**GIVEN TEXT**
"""

Hansel says “there is no question” that diversity improves decision-making

Hensel highlighted her efforts to further diversity, equity and inclusion at GSU, by helping implement a university-wide plan to increase faculty diversity and establishing a Task Force on Racial Equity made up of faculty, staff and students in the wake of the nationwide racial justice protests last summer. Hensel also helped develop a comprehensive action plan aimed at creating a more diverse and welcoming campus environment.

She emphasized the importance of not only listening to the campus community but developing actionable steps of significance, paired with specific metrics and timelines to ensure accountability and measure success.

“We make better decisions, there is no question about it, when there's diversity of viewpoint, diversity of race and gender in the room making the decisions,” Hensel said. “And so I would expect that as part of a diversity initiative that we would develop those accountability measures together, that we would discuss it routinely, that we would measure what we care about.”

Hansel presents herself as a ‘change agent’

Hensel has taught at the GSU College of Law since 1999, climbing the ladder from instructor to full professor to ultimately become dean of the school. Her research and teaching interests include disability law, education law, employment discrimination law, and public health law.

Before taking the teaching post at the GSU, Hensel worked at the Atlanta law firm Alston & Bird LLP, advising companies on how to make their workplaces more accessible and how to comply with labor and employment laws. She also clerked for U.S. District Judge Orinda Davis and interned at the U.S. Supreme Court.

She describes herself as a passionate advocate for people with disabilities and has published academic papers on issues such as the impact of the Americans with Disabilities Act on schools and universities; the legality of denying people with disabilities scarce resources during public health emergencies; and how to square state vaccine requirements for children with the individual rights guaranteed by the federal Individuals with Disabilities Education Act.

Hansel argues that throughout her career she has been a “change agent” and a “problem solver” with a focus on equity. She says she hopes to use those skills to help the UI use more data, analytics and AI technology to create efficiencies and identify ways to improve students’ educational experience, as well as embracing the opportunities presented by the surge in online education brought on the COVID-19 pandemic.

“We have a key challenge on the horizon, and that's declining enrollment. The demographic cliff is coming and it will be coming particularly to the Midwest. And it will be critical to the long-term health of this university and others like it to stem the tide,” Hensel said. “Creating a destination of choice is really about creating the most exciting dynamic environment that is student-centered and research-oriented, and very clearly has its finger on the pulse of the future.”

"""

**TASKS AND EXERCISES**
1. Using the text on the GSU law dean, answer each question.
(a) Since what year has she taught at the GSU College of Law?
(b) At which Atlanta law firm did she work before her teaching post?
(c) What does she name as a key challenge on the horizon?
2. State whether each statement agrees with the text on the GSU law dean. Answer yes or no, and quote the deciding words.
(a) The Task Force on Racial Equity was made up only of faculty.
(b) She clerked for U.S. District Judge Orinda Davis.
(c) She says the demographic cliff will come particularly to the Midwest.
The entries that follow are separate material and are not connected to the text on the GSU law dean.

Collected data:
"""

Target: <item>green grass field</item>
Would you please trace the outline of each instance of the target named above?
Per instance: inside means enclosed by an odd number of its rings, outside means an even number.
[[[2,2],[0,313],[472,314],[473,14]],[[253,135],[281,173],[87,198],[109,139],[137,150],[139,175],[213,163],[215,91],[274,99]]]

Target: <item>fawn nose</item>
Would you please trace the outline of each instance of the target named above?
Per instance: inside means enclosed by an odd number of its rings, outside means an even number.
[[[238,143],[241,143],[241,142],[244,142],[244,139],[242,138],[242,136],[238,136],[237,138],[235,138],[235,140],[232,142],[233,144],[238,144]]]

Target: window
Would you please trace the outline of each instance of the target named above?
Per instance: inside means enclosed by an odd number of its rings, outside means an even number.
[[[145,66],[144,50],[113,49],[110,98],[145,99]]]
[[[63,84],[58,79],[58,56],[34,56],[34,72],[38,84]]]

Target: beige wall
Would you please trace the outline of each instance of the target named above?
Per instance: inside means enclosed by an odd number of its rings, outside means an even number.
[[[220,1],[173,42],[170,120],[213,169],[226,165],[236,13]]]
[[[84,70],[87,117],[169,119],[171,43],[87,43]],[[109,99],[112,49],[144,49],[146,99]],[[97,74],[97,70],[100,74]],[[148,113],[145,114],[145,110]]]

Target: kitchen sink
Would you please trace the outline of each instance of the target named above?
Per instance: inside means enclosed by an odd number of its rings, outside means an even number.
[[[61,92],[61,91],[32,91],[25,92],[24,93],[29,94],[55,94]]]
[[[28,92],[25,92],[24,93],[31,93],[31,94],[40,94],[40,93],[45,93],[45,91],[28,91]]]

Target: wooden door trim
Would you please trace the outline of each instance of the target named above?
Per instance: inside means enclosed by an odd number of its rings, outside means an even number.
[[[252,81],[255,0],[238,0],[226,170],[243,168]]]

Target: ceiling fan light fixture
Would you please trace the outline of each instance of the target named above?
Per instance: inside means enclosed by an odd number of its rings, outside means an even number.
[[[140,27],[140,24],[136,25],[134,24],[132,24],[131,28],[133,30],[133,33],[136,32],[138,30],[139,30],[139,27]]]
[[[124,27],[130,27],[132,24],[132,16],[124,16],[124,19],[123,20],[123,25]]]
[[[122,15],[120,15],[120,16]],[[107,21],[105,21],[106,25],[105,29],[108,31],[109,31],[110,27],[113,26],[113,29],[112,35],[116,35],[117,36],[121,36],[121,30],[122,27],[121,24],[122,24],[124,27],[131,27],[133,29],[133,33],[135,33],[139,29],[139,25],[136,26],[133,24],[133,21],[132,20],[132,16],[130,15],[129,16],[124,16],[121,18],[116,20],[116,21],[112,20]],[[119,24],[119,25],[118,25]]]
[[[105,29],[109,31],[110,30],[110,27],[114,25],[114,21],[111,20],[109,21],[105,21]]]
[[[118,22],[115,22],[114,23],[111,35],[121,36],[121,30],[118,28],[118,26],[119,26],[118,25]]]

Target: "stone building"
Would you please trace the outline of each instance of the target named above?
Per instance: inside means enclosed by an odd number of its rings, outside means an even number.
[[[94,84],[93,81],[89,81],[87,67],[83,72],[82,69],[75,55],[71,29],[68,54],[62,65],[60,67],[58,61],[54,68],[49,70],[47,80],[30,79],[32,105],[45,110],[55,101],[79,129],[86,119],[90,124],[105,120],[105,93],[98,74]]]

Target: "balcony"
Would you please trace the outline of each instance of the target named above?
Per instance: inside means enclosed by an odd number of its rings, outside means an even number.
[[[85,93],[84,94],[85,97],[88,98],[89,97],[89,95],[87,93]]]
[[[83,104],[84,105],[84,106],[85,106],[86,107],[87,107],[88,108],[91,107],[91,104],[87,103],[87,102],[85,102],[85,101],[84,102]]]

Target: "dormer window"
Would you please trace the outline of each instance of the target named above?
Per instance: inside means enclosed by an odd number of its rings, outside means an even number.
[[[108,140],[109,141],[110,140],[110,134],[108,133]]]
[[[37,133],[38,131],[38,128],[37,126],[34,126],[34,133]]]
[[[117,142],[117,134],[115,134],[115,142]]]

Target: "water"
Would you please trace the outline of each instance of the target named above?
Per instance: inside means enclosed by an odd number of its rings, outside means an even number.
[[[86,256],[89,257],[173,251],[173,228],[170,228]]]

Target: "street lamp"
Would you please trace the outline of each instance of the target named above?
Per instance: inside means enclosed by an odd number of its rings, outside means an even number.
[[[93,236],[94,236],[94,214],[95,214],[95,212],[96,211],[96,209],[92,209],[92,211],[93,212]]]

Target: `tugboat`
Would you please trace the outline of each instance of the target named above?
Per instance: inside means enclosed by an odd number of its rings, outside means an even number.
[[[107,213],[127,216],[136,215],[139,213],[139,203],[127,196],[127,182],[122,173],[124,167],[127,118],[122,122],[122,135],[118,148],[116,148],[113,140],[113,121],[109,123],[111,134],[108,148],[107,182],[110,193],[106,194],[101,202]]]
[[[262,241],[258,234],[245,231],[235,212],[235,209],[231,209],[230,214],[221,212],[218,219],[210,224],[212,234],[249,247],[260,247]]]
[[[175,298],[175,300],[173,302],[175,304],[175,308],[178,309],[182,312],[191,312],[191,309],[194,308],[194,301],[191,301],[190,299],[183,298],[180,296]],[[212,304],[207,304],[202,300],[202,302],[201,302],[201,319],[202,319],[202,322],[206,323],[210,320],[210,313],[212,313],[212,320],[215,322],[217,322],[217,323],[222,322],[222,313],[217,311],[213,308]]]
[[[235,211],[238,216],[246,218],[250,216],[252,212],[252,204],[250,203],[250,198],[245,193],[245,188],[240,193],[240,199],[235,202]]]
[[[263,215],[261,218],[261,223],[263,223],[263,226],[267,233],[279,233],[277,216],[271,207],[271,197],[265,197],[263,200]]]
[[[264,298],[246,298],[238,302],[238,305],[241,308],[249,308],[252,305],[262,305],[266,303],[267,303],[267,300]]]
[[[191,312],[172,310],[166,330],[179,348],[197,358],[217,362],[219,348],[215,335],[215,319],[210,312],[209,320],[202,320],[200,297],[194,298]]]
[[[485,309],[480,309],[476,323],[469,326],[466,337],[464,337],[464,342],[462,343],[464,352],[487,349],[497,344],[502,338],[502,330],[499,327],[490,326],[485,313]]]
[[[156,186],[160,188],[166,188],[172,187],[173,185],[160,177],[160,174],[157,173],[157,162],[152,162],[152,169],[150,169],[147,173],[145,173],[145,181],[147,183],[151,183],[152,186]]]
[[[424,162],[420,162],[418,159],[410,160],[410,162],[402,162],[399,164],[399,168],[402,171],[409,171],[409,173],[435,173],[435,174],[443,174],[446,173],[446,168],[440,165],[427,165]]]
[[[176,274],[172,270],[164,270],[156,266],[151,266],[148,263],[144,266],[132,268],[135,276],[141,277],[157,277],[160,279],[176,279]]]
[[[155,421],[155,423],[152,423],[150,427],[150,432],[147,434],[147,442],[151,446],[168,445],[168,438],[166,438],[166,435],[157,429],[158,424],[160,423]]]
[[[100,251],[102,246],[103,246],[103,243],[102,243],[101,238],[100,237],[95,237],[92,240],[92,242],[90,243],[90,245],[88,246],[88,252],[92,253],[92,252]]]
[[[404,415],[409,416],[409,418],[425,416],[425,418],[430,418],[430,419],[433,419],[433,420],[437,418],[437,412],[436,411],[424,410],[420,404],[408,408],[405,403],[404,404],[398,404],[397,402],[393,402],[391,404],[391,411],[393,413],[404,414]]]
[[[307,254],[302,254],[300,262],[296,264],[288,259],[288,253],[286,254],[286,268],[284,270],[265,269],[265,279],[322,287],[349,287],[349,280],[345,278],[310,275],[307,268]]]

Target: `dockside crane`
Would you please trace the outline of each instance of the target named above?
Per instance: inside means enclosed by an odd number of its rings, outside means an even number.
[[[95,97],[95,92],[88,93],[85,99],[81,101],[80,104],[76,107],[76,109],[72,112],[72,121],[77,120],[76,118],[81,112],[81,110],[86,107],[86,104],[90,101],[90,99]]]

"""

**SOLUTIONS TO THE EXERCISE**
1.
(a) 1999
(b) Alston & Bird LLP
(c) Declining enrollment

2.
(a) No: "made up of faculty, staff and students"
(b) Yes: "She also clerked for U.S. District Judge Orinda Davis"
(c) Yes: "The demographic cliff is coming and it will be coming particularly to the Midwest."